__Prompt__. In the text on the oral chemotherapy report, who authored the report?

__Text under study__.
New chemotherapy report sets out additional roles for community pharmacists (updated)
Additional roles for community pharmacists in the delivery of oral chemotherapy and systemic anticancer medicines have been suggested in a new report published today (25 January 2011).
The report (PDF 130K)— which is authored by Steve Williamson, consultant pharmacist in cancer services at Northumbria Healthcare, and has been developed as part of collaborative work between the NHS, pharmacy organisations and pharmacy specialist practice groups — suggests that care can be delivered at a number of levels:
- Level 1 (baseline service): service providers undertake supply of the oral anticancer medicine for the patient ensuring compliance with the recommendations of the 2008 National Patient Safety Agency alert on oral anticancer medicines
- Level 2 (specialised service): service providers check the oral anticancer medicine prescription, referring to a regimen protocol and undertake the basics of chemotherapy verification as defined by the British Oncology Pharmacy Association Verification Standards 2010
- Level 3 (advanced service): service providers assess the patients clinically to ensure that it is safe to proceed with chemotherapy
Entitled "The dispensing and supply of oral chemotherapy and systemic anticancer medicines in primary care", the report says that common to all three models of service delivery is the need for service providers to be able to access oral anticancer medicines protocols in order to check that the drug doses have been prescribed appropriately, to receive appropriate training or to have previous experience in oncology and to develop links with secondary care cancer pharmacists from the hospital where treatment is initiated.

__Data supplied__.

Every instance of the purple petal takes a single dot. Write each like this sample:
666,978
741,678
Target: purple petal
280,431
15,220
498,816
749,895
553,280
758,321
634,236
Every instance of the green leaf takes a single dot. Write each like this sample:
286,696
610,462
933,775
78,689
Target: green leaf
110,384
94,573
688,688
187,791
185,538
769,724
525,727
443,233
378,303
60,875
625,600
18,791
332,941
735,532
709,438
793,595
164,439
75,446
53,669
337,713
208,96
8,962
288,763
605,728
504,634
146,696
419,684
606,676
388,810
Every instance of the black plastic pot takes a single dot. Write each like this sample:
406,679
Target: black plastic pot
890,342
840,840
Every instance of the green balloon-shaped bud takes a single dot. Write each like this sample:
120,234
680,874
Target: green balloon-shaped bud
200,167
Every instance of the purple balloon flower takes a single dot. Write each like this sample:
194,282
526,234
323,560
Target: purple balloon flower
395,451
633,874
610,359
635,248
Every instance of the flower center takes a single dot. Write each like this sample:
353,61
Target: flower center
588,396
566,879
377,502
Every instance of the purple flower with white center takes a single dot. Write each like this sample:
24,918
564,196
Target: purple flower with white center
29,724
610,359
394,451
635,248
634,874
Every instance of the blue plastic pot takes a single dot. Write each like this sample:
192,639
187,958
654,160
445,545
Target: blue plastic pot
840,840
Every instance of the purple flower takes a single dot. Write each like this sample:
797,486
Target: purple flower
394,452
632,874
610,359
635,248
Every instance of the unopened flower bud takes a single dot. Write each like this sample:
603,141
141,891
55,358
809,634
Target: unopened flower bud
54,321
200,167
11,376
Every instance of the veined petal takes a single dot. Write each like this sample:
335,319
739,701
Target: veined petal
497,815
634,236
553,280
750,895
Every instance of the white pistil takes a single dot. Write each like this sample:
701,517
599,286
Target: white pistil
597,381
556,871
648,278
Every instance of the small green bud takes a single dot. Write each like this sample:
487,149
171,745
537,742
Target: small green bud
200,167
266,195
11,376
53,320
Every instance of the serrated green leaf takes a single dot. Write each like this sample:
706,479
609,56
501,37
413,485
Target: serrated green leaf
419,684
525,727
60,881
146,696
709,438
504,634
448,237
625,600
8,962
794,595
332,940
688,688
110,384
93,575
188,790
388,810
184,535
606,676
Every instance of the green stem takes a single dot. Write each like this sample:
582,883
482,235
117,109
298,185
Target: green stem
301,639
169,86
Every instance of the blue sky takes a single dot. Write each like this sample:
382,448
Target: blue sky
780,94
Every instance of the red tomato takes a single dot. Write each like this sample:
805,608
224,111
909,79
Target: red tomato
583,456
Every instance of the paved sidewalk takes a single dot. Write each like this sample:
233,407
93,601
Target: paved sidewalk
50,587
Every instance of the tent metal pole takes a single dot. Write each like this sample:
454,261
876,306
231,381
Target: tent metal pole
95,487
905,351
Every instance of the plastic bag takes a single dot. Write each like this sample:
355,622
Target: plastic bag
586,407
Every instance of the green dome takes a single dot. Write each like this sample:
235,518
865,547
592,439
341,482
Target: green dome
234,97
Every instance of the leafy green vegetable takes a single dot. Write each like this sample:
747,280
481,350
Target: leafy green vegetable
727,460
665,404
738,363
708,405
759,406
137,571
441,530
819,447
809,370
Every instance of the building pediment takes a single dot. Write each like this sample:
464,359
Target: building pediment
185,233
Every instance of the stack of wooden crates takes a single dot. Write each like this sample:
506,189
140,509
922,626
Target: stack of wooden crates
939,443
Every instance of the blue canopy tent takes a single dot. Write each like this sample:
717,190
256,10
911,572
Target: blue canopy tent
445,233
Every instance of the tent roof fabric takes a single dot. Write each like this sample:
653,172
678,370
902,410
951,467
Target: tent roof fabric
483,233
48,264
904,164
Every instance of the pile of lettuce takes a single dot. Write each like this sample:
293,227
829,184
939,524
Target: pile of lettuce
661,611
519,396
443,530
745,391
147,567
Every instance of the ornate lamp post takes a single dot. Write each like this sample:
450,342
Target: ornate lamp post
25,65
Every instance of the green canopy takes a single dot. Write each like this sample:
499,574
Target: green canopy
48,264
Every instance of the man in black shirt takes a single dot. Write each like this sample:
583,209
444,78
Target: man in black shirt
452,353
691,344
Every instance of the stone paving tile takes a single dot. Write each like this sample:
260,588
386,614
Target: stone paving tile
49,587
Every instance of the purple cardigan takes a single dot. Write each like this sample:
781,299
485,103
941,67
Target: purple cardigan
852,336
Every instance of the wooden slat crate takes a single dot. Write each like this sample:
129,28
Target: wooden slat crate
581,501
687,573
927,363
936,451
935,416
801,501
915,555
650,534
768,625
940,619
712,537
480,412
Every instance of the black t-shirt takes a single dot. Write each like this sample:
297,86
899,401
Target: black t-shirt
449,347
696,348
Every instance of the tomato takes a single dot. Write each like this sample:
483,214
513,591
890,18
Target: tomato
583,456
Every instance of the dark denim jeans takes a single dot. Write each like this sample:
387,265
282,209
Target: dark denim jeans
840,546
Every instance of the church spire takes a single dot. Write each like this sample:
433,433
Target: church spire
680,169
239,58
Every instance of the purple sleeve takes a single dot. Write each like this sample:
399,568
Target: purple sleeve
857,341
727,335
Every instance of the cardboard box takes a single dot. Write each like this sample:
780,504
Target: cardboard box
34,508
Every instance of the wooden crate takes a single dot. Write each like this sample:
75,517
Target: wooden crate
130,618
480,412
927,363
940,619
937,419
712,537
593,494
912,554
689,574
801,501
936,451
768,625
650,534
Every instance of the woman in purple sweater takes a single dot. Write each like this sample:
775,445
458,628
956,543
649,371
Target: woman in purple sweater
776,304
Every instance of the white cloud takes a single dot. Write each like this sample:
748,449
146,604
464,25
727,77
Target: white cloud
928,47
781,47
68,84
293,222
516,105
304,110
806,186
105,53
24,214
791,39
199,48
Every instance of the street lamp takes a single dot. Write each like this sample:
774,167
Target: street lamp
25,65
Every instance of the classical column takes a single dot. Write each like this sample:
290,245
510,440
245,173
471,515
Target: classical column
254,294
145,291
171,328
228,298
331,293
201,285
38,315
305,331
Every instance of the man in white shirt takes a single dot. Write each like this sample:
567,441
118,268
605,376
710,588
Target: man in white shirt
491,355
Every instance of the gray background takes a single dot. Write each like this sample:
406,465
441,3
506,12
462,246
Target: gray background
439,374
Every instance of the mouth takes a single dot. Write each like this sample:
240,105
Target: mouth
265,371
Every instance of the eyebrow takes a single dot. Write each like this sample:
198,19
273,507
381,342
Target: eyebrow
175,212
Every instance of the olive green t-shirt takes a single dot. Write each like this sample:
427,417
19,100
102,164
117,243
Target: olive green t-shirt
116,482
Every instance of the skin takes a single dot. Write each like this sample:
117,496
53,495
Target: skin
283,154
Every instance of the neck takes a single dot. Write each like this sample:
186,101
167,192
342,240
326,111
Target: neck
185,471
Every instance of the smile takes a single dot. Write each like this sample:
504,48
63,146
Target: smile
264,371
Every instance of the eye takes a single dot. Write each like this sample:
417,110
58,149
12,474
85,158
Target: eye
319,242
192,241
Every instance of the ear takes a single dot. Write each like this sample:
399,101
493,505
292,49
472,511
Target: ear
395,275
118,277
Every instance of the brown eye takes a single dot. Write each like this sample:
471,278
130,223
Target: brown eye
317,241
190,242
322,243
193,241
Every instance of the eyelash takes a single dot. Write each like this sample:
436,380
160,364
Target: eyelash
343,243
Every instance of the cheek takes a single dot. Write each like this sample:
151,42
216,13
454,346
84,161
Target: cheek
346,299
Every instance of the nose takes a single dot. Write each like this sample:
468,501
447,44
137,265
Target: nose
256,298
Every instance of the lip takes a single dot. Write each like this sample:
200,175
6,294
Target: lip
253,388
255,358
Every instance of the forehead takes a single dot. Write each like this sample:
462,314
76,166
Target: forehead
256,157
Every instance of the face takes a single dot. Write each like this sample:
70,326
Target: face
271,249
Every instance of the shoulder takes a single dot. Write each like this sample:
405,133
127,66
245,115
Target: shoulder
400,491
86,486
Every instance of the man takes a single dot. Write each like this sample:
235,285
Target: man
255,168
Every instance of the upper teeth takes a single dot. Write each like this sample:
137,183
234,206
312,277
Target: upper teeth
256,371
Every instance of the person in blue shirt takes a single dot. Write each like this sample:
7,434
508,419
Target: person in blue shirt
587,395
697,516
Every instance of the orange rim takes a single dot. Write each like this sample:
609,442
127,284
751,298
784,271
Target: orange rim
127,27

__Task result__. Steve Williamson, consultant pharmacist in cancer services at Northumbria Healthcare.